## Begin DATA FOR PROCESSING

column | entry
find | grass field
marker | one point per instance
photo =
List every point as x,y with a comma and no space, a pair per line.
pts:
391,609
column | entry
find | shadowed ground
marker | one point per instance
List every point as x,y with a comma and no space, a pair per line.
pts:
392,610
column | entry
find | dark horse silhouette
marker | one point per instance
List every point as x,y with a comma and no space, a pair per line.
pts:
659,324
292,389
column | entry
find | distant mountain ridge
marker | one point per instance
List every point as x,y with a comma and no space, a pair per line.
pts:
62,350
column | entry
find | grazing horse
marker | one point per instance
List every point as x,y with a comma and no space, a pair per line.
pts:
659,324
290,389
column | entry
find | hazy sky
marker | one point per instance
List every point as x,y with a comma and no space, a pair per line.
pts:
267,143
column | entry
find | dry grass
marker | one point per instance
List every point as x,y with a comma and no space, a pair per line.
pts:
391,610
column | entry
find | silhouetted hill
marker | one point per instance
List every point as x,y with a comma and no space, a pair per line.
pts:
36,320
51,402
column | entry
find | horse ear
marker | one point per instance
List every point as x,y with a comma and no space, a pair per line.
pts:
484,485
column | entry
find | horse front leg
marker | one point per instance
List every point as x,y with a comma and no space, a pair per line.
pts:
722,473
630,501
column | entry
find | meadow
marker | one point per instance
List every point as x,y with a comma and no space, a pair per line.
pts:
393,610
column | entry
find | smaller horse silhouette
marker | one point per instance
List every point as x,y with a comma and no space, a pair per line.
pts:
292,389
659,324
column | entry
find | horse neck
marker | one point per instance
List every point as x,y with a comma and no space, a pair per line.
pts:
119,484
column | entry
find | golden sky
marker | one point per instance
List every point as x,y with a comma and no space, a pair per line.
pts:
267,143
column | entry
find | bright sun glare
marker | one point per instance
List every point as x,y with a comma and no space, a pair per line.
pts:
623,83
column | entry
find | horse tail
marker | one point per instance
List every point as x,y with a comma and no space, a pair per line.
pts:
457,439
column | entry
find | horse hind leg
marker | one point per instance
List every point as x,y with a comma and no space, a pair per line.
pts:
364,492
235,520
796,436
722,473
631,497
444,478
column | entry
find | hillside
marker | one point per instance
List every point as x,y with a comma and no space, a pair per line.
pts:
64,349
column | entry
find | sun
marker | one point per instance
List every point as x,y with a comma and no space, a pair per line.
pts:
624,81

## End DATA FOR PROCESSING

GIVEN EXERCISE –
Gather every line in the rows above that contains the word "horse", and copy each one.

RESPONSE TO THE TASK –
find | dark horse silhouette
find | grazing horse
find | horse ear
find | horse front leg
find | smaller horse silhouette
find | horse neck
find | horse tail
find | horse hind leg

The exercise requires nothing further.